**Required action**
Below are lines of data; restate word for word those running from the line containing "Where can the ceiling" to the line containing "Target: doorway", inclusive, and no others.

Start of Dataset excerpts

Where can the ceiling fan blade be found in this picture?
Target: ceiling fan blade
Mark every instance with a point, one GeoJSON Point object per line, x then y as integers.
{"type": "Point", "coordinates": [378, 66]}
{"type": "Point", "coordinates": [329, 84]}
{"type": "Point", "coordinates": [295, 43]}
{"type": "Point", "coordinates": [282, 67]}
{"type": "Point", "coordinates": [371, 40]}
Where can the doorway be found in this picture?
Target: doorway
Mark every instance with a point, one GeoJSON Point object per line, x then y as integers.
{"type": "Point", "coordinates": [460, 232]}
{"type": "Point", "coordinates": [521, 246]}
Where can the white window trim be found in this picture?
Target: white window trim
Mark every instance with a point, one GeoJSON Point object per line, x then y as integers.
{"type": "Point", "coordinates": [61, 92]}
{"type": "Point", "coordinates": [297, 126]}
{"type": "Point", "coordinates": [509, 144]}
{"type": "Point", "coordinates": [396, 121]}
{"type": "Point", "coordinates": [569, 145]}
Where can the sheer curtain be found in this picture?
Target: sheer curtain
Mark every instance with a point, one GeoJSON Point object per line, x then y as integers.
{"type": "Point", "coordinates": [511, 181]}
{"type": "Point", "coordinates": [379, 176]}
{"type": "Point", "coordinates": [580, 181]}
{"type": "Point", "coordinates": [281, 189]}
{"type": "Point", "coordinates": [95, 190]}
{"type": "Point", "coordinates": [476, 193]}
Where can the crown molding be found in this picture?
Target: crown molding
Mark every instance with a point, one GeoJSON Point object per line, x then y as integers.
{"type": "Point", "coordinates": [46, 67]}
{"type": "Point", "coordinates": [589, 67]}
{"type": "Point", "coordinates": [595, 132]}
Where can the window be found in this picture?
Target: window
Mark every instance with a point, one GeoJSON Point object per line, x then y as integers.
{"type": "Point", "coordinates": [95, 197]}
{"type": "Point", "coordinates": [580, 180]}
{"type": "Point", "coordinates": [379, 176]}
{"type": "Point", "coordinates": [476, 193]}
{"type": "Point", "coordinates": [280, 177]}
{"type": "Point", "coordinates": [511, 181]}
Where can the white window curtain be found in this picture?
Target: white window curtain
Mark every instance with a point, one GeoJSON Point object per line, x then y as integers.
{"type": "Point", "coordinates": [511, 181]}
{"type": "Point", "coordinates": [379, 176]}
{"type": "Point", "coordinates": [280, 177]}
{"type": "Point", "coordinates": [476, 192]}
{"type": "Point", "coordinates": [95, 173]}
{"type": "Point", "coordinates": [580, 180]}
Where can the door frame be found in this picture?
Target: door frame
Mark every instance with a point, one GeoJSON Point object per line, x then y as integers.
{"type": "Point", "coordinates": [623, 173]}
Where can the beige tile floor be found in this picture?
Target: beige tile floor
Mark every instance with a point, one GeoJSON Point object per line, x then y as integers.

End of Dataset excerpts
Start of Dataset excerpts

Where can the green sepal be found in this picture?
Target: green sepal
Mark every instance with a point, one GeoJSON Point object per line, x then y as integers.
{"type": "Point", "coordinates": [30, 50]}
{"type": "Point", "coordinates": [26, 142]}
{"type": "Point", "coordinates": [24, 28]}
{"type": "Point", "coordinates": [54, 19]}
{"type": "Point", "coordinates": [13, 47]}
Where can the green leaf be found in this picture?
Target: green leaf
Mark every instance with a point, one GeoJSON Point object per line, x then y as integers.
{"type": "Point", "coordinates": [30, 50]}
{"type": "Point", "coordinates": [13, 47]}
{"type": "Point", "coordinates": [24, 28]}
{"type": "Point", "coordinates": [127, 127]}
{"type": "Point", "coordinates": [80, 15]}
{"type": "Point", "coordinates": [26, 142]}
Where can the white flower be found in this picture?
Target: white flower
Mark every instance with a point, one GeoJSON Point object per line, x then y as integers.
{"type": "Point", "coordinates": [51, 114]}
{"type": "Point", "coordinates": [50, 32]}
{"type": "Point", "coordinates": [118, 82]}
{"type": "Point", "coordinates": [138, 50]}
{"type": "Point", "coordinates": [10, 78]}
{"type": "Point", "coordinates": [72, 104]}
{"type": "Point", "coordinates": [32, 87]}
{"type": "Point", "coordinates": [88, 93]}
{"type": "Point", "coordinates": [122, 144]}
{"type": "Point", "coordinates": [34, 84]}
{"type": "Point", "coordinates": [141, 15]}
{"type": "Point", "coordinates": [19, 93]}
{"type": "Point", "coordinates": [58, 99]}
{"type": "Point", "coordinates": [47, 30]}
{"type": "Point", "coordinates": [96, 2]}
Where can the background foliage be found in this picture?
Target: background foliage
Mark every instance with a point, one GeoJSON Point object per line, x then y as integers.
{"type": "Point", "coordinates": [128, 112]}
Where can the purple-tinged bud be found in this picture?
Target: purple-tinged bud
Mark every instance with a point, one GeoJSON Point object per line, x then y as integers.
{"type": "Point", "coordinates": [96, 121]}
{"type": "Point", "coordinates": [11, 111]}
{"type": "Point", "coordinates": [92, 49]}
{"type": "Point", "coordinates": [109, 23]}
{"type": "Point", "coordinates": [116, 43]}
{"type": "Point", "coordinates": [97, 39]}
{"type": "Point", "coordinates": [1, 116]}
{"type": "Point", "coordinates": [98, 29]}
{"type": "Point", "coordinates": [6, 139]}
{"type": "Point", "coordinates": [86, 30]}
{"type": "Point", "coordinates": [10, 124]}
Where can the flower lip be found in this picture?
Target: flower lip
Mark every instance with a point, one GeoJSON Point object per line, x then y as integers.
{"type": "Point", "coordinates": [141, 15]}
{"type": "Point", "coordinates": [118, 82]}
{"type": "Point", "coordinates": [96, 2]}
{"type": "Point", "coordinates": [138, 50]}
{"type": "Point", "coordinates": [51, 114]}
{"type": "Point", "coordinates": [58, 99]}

End of Dataset excerpts

**Solution to this problem**
Where can the ceiling fan blade be found in this picture?
Target: ceiling fan blade
Mark every instance with a point, one GeoJSON Point object per line, x then y as integers.
{"type": "Point", "coordinates": [378, 66]}
{"type": "Point", "coordinates": [329, 84]}
{"type": "Point", "coordinates": [295, 43]}
{"type": "Point", "coordinates": [282, 67]}
{"type": "Point", "coordinates": [371, 40]}
Where can the doorway be found in this picture?
Target: doorway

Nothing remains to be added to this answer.